### Tasks and exercises
1. According to the article on new COVID variants, what share of U.S. cases does KP.2 account for?
2. Reproduce the article on new COVID variants word for word, from "- That uncertainty" to "public shrugged off.".
3. Write the next part of the article on new COVID variants, picking up after its final sentence.

### Text shown
New COVID variants are a reminder of coronavirus reality
"To most Americans, COVID-19 now ranks with everyday risks like reckless driving, smoking and drinking too much. But the emergence of new variants called FLiRT is a fresh reminder that the coronavirus still is circulating and evolving, even with hospitalizations at record lows.
"Why it matters: As much as the public wants to move on — and has moved on — from the pandemic, uncertainty about the coronavirus' evolution means those who remain the most vigilant can't fully shake the pandemic experience.
- That uncertainty is compounded by the recent phaseout of mandated hospital reporting of respiratory virus activity, and the demise of other metrics that helped track disease spread during the pandemic's dark days.
- The COVID outlook, at least right now, is the best it's been in four years.
- But there's still the nagging fear that the combination of a few unfortunate mutations and a checked-out public could conspire to fill up emergency rooms, though no one expects we'll again approach anything like the worst of the pandemic.
"State of play: Weekly COVID-19 hospitalizations hit their lowest level since the start of the pandemic, with 5,098 in the most recent week for which data is available. That's about one-seventh the height of this winter's COVID wave that much of the public shrugged off.
- A new variant, KP.2, accounts for a quarter of U.S. cases and just overtook JN.1 as the dominant strain, while a sister variant KP.1.1 is also rising and represents 7.5% of cases, according to the latest Centers for Disease Control and Prevention tracking.
- The ongoing concern is that as people get more out of date with vaccination and the virus mutates, the likelihood of a summer wave becomes greater.

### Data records
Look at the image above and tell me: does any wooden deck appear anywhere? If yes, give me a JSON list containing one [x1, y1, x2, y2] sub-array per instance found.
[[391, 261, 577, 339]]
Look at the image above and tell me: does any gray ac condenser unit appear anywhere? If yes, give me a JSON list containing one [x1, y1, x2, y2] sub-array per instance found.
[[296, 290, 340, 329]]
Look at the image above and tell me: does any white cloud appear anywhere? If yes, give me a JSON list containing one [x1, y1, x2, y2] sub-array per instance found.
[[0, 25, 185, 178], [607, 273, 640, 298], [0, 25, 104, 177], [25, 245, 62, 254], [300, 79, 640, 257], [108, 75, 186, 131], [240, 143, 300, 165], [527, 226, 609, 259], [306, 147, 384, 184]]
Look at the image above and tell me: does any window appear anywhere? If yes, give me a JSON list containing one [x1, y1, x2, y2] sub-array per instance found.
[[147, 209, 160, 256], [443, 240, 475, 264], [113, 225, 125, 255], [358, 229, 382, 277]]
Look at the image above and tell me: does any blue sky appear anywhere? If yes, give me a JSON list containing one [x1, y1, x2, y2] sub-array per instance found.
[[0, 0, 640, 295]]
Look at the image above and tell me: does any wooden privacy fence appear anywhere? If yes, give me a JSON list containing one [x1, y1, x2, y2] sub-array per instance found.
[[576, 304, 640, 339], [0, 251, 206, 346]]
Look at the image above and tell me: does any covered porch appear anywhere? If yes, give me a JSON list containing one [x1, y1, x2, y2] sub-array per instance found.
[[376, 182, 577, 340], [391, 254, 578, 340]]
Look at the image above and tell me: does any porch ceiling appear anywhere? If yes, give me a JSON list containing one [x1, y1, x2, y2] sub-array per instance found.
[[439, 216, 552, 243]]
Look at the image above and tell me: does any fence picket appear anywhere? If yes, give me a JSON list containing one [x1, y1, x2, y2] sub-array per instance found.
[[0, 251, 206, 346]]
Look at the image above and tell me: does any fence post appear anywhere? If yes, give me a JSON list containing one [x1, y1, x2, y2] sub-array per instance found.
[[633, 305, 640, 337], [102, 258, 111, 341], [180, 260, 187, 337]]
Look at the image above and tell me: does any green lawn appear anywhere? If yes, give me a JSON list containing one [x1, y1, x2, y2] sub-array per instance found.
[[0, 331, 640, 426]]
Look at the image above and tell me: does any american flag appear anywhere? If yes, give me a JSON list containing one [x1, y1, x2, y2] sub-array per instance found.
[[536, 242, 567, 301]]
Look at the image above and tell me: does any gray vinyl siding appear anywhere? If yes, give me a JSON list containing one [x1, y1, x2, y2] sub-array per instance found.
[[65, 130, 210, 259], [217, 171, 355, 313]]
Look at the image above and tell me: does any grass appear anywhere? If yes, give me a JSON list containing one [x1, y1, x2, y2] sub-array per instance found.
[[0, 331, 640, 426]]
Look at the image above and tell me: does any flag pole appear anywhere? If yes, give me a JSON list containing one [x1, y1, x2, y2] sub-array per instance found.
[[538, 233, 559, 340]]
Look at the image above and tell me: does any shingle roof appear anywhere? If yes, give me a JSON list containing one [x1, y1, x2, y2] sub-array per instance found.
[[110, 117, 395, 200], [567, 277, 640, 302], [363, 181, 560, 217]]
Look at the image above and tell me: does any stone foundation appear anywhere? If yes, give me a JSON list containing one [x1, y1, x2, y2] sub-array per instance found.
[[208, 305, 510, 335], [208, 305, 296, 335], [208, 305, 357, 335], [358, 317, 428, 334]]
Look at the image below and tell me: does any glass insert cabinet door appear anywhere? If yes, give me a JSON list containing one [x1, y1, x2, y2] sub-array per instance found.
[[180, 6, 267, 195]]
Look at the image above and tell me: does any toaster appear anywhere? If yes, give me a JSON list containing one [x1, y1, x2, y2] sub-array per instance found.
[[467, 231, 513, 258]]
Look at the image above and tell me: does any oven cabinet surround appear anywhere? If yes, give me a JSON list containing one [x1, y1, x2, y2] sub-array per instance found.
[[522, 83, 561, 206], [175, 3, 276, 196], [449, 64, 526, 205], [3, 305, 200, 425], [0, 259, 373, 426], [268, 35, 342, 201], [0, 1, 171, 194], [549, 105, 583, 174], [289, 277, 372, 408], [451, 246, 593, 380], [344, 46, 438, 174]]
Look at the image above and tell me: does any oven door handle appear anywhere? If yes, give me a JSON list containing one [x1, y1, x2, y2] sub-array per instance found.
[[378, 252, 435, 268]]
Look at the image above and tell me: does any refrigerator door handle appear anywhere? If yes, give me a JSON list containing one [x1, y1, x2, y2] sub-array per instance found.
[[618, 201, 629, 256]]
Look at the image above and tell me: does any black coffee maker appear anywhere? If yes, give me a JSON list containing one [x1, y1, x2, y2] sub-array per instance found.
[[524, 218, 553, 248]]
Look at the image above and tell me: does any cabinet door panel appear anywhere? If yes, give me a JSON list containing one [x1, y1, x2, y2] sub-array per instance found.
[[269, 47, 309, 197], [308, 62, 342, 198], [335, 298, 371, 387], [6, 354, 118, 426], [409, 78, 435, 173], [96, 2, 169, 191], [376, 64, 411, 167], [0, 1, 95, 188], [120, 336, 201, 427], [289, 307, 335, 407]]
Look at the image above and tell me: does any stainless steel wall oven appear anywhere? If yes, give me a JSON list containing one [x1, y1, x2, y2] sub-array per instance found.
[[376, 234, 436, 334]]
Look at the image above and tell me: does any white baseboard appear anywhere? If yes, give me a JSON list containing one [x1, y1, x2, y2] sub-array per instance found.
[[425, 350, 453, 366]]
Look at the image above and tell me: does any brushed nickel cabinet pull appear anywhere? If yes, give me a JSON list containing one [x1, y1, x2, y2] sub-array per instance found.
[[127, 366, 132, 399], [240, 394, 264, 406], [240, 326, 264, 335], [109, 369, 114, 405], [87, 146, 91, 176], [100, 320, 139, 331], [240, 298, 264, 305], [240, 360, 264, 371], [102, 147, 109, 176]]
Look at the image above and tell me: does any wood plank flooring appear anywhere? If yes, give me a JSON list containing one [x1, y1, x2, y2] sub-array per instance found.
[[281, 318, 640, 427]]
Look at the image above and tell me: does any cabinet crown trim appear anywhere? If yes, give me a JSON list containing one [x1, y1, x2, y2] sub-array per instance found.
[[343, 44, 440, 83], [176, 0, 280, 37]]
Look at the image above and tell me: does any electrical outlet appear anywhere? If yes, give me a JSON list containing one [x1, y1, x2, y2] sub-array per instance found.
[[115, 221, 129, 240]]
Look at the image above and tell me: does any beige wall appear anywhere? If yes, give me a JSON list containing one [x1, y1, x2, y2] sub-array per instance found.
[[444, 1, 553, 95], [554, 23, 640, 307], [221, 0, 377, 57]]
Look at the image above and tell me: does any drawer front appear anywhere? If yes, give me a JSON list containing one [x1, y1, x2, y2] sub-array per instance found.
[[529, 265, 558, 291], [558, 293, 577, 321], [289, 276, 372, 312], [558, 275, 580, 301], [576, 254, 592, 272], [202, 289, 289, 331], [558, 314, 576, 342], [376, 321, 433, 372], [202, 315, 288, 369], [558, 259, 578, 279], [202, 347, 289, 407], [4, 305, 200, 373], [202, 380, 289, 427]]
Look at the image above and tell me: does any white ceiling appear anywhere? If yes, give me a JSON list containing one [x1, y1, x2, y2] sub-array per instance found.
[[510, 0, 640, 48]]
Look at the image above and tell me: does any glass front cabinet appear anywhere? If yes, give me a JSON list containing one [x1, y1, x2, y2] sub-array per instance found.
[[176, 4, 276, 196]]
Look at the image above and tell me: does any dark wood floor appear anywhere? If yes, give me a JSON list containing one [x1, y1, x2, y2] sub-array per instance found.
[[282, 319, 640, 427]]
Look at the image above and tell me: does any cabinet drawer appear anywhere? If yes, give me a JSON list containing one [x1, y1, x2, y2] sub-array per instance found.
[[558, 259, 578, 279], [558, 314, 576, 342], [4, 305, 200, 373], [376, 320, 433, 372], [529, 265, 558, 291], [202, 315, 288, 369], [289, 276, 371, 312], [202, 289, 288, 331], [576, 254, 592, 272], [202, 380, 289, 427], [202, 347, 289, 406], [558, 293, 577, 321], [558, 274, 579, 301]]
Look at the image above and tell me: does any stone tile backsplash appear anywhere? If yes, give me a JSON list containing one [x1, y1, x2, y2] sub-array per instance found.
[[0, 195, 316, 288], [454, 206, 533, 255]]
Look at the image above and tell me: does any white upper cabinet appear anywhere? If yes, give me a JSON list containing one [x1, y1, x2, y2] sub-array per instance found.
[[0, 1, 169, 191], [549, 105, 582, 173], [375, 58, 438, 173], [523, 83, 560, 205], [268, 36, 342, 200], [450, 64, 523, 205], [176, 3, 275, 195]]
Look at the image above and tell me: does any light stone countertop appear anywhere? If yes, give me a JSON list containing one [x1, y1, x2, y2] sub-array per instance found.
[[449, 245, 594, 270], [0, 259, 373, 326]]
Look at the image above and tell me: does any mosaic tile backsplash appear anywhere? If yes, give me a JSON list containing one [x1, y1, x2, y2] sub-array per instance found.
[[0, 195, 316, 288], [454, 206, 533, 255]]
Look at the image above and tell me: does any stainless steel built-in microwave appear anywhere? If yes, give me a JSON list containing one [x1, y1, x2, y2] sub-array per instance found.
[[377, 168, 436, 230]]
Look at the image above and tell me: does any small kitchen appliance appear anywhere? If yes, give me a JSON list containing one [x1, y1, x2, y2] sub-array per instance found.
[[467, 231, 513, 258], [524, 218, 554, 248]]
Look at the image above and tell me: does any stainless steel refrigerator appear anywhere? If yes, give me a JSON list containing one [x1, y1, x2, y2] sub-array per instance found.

### Results for each task
1. KP.2 accounts for a quarter of U.S. cases.

2.
- That uncertainty is compounded by the recent phaseout of mandated hospital reporting of respiratory virus activity, and the demise of other metrics that helped track disease spread during the pandemic's dark days.
- The COVID outlook, at least right now, is the best it's been in four years.
- But there's still the nagging fear that the combination of a few unfortunate mutations and a checked-out public could conspire to fill up emergency rooms, though no one expects we'll again approach anything like the worst of the pandemic.
"State of play: Weekly COVID-19 hospitalizations hit their lowest level since the start of the pandemic, with 5,098 in the most recent week for which data is available. That's about one-seventh the height of this winter's COVID wave that much of the public shrugged off.

3.
- Less than 1 in 4 U.S. adults received the latest COVID shots made available last fall, which were targeted to earlier lineages of the omicron variant.
- Under guidance the CDC updated in March, people who test positive no longer have to isolate at home for five days. As with the flu, those who test positive and have been free of fever for at least 24 hours without the use of drugs can leave home
- The latest: The FLiRT variants don't appear to cause different or more serious symptoms. They're descended from Omicron and have mutations in the spike protein that make them more easily transmitted.
- Experts continue to expect that old at-home COVID tests — to the extent that people are still using them — will work, and that available vaccines will continue to protect against serious illness.
- A meeting of Food and Drug Administration advisers to decide on the formulation of this fall's updated COVID shots, originally scheduled for next week, was just pushed back to early June to allow for more time to collect data on circulating variants. The delay isn't expected to affect the fall rollout, FDA said.
- This year's vaccine cut the risk of illness in half, initial data showed."